The answer should be every line below, repeated exactly, with the images left out.

**Point localization data**
——————

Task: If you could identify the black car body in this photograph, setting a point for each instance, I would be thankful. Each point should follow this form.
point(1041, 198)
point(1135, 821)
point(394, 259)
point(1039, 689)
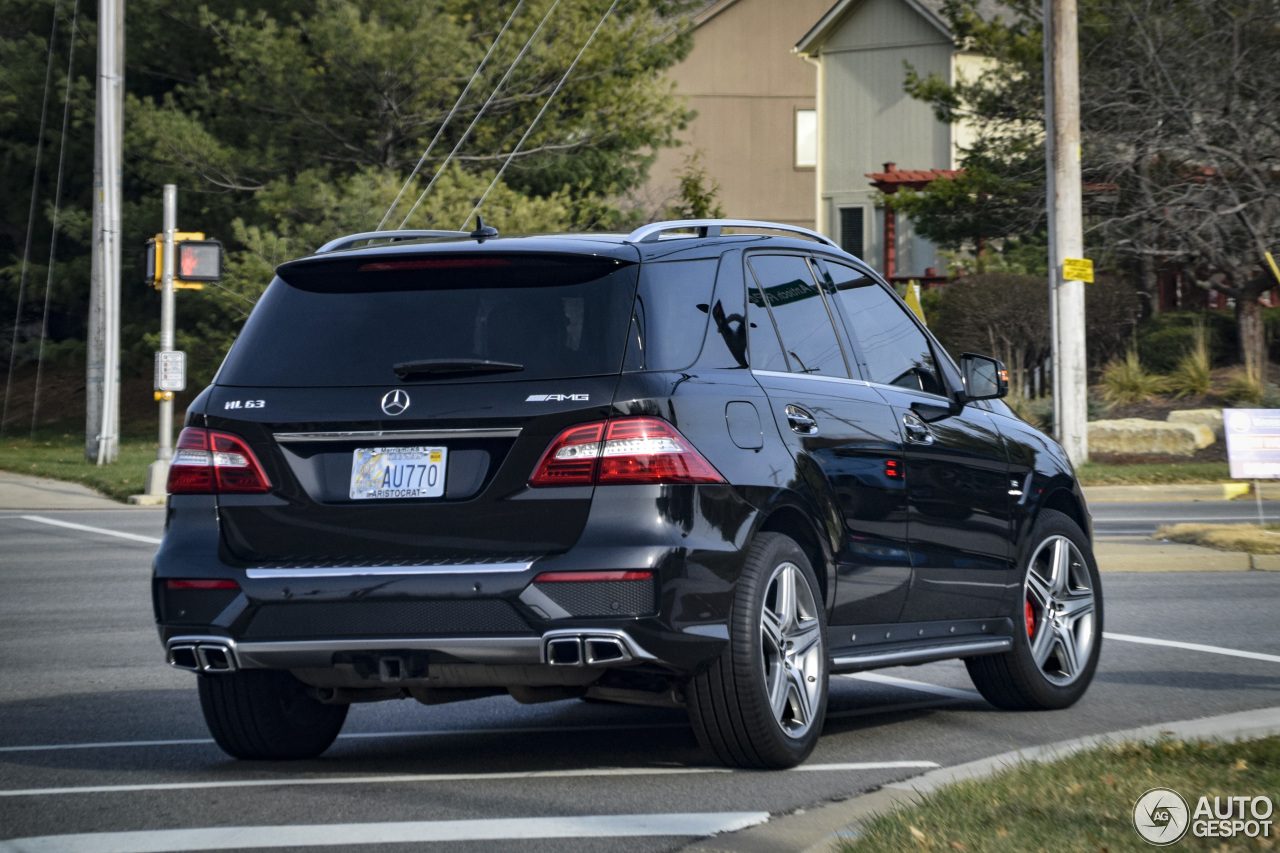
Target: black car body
point(554, 466)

——————

**Answer box**
Task: If you could identify the black car body in this photograph, setting a point for each instance, I would be thankful. Each point should follow this form.
point(1041, 198)
point(1135, 821)
point(394, 259)
point(1039, 689)
Target: black car body
point(554, 466)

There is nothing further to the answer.